[Information given]:
◆ ◆ ◆ ◆

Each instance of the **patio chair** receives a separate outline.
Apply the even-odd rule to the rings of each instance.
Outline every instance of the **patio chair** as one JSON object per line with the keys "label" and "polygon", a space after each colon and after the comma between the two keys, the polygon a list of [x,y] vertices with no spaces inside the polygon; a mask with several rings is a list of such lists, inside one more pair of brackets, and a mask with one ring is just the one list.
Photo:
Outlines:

◆ ◆ ◆ ◆

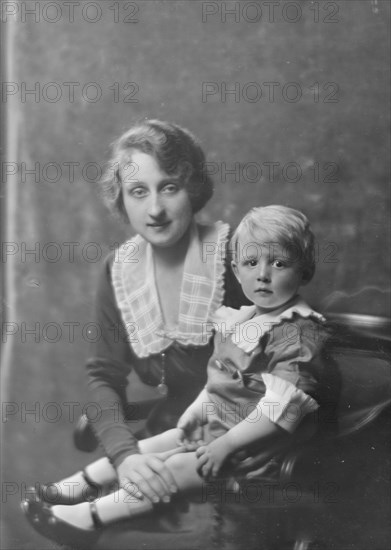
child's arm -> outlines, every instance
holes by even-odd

◆ ◆ ◆ ◆

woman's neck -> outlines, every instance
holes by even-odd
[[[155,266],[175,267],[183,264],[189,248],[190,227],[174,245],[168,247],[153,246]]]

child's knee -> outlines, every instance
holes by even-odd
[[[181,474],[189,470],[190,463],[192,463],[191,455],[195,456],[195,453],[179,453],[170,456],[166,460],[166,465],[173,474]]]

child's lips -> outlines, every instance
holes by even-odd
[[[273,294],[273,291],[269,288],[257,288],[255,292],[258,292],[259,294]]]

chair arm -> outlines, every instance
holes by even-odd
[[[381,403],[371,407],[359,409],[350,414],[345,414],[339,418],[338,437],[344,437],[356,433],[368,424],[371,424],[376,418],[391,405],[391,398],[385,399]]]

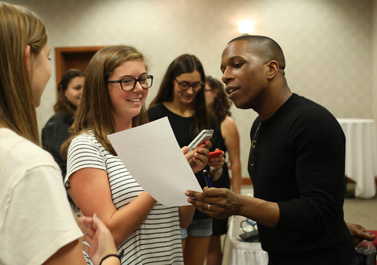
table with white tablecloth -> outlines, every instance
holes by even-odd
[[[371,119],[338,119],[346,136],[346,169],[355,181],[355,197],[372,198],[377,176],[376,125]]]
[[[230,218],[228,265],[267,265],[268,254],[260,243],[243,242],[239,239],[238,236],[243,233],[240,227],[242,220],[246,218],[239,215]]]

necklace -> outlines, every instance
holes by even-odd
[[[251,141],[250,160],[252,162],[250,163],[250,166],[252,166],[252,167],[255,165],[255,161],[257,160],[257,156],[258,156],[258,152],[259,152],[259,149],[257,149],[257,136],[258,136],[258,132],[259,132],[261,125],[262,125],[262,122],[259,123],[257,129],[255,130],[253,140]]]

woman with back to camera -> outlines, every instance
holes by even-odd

◆ ◆ ◆ ◆

[Exercise description]: Please show all lines from the entries that contain the word "child".

[Your response]:
child's arm -> outlines, every instance
child's knee -> outlines, every instance
child's lips -> outlines, every instance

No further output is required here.